WORK INSTRUCTIONS »
1. Rewrite the paragraph in the article on positive reinforcement dog trainers that begins "Many of the dogs I treat" as a short bulleted list that keeps its main facts.
2. In the article on positive reinforcement dog trainers, which three kinds of collars does balanced training use for punishment?
3. Continue the article on positive reinforcement dog trainers from its last sentence.

TEXT SEGMENT »

Why I Only Work with Positive Reinforcement Dog Trainers

Why I Only Work with Positive Reinforcement Dog Trainers

The short answer is that the day I graduated from veterinary school I took an oath that said: “do no harm”. Using punishment in training or in the behavioral modification is not without potential side effects. As a veterinarian, when I am treating a bacterial infection in a patient often I am given a choice between two antibiotics. Both antibiotics are equally effective at eliminating the bacteria. Antibiotic A has no side effects but antibiotic B has potential side effects, some severe and there is no way to predict which patient will have an adverse reaction. 

I will always choose antibiotic A. I am not stating punishment does not work, it absolutely does but with potential side effects. Positive reinforcement does the job with no side effects. I strive to only practice science-based medicine, there is plenty of research that supports positive reinforcement training techniques that produce better results over shock collars. Please follow the link below for more information. https://www.companionanimalpsychology.com/2018/06/study-outlines-reasons-to-ban.html

Many of the dogs I treat for behavior problems have a history of some form of aversive training, typically in the form of what is referred to as “balanced” training. Balanced training does employ some form of positive reinforcement paired with punishment in the form of choke collars, prong collars, or shock collars also known as E collars. Using aversive forms of training can be very stressful for dogs because the methods utilize either the threat or the administration of pain if a particular task is not performed. If you put two dogs side by side and ask them to perform the same task, I can always pick out the dog that was trained with positive reinforcement methods. They exhibit a more relaxed appearance, and quite frankly, they look happy. They perform the task because it was taught in a fun way. Whereas the dog trained with aversive has a more rigid body posture and exhibits more stress signals in its body language. Many times these stress signals may not be recognized by the average pet owner.

(Stored data entries)
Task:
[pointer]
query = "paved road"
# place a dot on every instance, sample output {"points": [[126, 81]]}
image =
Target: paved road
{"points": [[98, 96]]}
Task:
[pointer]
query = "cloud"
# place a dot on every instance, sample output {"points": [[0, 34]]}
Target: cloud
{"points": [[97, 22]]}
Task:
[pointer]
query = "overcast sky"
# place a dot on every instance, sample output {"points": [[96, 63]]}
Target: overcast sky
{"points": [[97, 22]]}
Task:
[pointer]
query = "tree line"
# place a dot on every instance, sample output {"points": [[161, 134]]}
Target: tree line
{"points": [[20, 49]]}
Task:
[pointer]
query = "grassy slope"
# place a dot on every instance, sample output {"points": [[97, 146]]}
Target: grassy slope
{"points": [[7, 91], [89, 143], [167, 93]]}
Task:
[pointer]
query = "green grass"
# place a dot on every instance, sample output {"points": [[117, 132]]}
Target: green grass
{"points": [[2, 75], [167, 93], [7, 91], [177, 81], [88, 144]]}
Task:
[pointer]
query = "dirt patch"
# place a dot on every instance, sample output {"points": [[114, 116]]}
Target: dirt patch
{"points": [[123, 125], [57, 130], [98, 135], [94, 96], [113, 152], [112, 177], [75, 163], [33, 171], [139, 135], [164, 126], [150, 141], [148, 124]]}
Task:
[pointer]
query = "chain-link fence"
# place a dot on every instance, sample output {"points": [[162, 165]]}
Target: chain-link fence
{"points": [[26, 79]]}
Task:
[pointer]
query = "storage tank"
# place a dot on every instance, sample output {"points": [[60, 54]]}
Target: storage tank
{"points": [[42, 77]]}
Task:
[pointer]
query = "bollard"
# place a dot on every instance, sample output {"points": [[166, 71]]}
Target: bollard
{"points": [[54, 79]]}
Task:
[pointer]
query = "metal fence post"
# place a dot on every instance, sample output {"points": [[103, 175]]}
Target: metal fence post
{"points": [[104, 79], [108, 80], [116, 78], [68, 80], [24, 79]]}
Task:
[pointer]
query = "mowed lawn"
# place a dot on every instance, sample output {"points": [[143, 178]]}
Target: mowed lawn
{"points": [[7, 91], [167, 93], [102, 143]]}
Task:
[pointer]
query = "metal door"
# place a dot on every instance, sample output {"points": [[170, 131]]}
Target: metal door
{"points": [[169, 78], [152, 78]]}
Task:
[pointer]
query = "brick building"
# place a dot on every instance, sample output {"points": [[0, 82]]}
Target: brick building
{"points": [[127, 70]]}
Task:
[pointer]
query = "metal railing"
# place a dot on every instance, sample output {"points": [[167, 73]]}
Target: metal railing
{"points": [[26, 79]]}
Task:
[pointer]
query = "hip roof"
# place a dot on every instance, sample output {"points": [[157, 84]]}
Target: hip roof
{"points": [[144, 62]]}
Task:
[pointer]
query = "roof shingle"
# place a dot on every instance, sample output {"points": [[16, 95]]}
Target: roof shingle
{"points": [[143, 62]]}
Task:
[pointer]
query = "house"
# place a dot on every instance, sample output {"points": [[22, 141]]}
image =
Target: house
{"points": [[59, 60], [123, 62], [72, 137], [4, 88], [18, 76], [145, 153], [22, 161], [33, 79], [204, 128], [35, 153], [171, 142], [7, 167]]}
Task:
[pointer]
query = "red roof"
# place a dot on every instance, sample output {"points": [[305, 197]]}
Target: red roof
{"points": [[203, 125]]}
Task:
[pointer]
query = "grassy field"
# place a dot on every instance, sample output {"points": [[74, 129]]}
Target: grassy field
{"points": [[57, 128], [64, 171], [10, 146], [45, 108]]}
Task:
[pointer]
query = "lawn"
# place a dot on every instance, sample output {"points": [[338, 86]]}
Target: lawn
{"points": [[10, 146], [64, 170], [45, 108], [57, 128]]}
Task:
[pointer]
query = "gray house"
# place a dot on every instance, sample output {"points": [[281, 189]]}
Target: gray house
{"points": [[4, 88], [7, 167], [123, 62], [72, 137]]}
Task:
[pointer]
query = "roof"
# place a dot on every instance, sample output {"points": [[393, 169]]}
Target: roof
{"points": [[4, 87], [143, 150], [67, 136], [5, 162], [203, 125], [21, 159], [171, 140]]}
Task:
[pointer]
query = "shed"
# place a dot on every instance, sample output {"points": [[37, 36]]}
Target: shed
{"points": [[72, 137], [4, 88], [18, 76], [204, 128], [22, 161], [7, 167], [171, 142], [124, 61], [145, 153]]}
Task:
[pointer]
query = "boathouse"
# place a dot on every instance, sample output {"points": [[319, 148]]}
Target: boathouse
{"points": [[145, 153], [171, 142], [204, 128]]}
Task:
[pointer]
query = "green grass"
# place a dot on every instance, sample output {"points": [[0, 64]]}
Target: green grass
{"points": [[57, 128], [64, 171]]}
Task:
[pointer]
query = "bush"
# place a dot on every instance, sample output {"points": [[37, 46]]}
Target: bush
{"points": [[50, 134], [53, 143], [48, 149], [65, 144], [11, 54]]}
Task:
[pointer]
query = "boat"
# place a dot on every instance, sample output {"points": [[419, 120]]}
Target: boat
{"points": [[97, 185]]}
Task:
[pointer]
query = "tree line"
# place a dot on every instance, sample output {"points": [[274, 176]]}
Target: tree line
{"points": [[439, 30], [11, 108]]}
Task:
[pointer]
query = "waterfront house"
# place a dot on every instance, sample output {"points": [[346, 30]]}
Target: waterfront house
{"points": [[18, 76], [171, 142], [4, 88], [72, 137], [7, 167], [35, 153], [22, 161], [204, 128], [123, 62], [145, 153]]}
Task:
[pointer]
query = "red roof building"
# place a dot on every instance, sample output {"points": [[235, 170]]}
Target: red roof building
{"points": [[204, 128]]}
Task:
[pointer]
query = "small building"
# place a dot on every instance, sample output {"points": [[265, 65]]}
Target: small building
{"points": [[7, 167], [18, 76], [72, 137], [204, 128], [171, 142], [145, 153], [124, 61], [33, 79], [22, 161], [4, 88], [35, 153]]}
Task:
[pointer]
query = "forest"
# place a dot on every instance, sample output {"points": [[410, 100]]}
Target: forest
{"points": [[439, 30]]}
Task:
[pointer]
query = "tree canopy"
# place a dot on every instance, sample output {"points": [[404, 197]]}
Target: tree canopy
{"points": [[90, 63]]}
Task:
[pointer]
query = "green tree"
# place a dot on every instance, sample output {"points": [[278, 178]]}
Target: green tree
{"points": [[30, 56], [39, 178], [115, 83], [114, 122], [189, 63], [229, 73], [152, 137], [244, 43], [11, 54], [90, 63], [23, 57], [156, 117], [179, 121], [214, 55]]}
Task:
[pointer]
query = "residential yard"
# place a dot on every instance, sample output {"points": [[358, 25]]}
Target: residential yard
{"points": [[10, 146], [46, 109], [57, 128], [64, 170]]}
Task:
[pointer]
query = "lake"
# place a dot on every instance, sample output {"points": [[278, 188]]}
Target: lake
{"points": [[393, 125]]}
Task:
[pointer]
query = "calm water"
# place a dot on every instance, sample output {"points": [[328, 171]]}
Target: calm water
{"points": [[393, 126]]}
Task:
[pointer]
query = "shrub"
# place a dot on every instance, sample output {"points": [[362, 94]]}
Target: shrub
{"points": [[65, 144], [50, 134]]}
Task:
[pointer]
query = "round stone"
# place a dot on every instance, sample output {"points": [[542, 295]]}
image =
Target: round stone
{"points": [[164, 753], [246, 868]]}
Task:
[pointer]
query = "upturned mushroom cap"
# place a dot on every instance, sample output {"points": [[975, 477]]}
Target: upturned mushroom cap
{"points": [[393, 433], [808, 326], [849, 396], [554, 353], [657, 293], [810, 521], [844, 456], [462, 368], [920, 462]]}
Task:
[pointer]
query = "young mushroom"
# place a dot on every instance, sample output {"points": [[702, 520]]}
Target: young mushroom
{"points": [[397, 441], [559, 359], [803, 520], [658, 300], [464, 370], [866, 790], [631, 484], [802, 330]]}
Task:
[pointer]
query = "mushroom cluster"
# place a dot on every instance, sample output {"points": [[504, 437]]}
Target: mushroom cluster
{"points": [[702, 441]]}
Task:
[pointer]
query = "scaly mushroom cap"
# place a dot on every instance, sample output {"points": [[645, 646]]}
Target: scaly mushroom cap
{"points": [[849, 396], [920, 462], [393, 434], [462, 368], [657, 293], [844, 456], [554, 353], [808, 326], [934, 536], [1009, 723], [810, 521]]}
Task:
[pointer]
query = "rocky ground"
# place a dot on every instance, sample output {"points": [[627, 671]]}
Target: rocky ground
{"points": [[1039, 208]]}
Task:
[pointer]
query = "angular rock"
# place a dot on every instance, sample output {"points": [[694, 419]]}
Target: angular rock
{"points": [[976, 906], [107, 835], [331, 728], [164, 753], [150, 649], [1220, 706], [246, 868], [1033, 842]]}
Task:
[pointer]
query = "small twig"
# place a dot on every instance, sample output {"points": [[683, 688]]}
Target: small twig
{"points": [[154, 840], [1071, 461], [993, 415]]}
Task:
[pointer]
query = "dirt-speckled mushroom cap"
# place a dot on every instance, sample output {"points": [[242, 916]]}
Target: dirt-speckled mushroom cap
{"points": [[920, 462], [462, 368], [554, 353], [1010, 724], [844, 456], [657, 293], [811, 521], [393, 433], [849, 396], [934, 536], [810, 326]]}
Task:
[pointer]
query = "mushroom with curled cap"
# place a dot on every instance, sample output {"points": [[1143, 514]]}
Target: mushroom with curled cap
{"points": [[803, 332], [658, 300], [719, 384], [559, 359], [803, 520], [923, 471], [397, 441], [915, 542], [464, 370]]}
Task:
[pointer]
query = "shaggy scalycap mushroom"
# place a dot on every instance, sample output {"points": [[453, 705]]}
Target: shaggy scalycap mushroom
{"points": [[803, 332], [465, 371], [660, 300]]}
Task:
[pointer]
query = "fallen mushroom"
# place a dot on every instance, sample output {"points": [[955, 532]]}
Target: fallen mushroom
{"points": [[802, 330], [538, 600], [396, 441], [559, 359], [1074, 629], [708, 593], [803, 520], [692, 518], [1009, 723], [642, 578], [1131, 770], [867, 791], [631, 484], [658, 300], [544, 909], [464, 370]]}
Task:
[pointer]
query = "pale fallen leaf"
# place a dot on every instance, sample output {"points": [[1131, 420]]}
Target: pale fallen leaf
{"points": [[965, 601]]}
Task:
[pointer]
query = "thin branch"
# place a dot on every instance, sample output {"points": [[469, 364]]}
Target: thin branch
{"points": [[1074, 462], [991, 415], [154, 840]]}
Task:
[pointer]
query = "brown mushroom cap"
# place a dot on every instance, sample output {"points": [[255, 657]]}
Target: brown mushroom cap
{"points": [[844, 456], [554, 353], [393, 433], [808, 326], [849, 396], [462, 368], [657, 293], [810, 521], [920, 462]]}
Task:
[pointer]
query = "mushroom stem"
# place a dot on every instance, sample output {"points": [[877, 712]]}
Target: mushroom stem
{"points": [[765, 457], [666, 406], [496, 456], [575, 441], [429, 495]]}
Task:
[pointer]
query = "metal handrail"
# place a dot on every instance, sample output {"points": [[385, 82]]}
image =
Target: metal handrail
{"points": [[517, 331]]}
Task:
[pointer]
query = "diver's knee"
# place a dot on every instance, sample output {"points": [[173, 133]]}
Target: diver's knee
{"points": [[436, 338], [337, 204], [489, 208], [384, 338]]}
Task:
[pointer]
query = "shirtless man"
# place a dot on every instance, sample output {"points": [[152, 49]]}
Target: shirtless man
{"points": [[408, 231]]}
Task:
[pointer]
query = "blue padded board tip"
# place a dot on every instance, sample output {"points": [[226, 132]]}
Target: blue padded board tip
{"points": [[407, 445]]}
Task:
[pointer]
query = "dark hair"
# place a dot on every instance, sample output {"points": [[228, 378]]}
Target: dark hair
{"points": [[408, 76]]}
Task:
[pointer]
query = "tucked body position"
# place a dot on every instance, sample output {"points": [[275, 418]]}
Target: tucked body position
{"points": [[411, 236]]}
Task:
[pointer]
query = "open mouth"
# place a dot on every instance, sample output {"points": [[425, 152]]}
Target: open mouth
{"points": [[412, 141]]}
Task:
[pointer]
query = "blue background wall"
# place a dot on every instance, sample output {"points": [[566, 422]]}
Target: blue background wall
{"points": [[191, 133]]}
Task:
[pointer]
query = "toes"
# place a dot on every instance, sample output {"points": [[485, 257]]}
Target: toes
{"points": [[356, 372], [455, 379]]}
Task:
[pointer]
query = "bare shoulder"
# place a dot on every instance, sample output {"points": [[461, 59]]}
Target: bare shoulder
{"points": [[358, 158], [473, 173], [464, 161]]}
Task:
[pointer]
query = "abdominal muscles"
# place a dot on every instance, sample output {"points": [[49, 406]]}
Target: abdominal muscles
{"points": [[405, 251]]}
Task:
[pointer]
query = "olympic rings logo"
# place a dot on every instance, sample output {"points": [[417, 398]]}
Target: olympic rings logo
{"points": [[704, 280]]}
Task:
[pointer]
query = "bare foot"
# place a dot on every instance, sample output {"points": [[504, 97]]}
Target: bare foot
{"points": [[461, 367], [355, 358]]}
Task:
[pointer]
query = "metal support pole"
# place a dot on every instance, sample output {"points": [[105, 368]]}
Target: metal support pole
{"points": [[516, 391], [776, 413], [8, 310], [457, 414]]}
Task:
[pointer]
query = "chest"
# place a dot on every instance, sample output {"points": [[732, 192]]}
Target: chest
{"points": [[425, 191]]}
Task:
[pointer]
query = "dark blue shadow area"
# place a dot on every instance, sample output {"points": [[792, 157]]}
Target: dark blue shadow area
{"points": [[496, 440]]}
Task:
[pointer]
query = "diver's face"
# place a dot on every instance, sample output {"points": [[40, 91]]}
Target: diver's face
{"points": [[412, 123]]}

YOUR WRITTEN ANSWERS »
1.
- Many dogs treated for behavior problems have a history of aversive training, usually "balanced" training.
- Balanced training pairs some positive reinforcement with punishment through choke, prong, or shock (E) collars.
- Aversive methods can be very stressful because they rely on the threat or use of pain when a task isn't performed.
- Dogs trained with positive reinforcement can always be picked out: they look relaxed and happy and perform because they learned in a fun way.
- Dogs trained with aversives show a more rigid posture and more stress signals, which average pet owners often don't recognize.

2. Choke collars, prong collars, and shock collars (also called E collars).

3.
I have seen horrible human-directed bites secondary to shock collar training. I have a close friend and colleague whose grandmother nearly lost her arm because she was standing next to her dog when it was being trained to stay within the borders of an underground fence. The dog was shocked and it violently redirected to its owner. Sadly, the dog was ultimately euthanized because of this.

It can exacerbate dog-on-dog aggression. If every time a dog looks at another dog and is given a “correction” it simply reinforces the notion that other dogs are bad, ultimately making the problem worse. I often treat dogs for phobias to noises such as a microwave beeping because it has a similar sound as the warning noise of the shock collar. I have had cases where the dog was terrified of a cell phone on vibrate because it reminded it of the vibration warning of the shock collar.

The American Veterinary Society of Animal Behavior has a position statement that condemns the use of aversive training techniques such as shock collars. Many European countries (Germany, Norway, Sweden, Denmark, the United Kingdom, Austria, Switzerland, and Slovenia) and parts of Canada and Australia have banned shock collars. In the United States, Petco has permanently removed shock collars from all of its stores. I hope that other companies follow suit.

Unfortunately, there is no oversight of the dog training industry. Literally, anyone can call themselves a dog trainer. It is hard to know who to trust. Sadly, I have seen many dogs' lives ruined because they were sent to an aversive trainer. My best advice is to do your research. Ask for their credentials and research the meaning of the credentials. Ask if they are members of any professional dog training organizations. The American Association of Professional Dog Trainers, Pet Professional Guild, and the International Association of Behavior Consultants are the three that have the best reputation and prohibit the use of aversive training techniques among their members.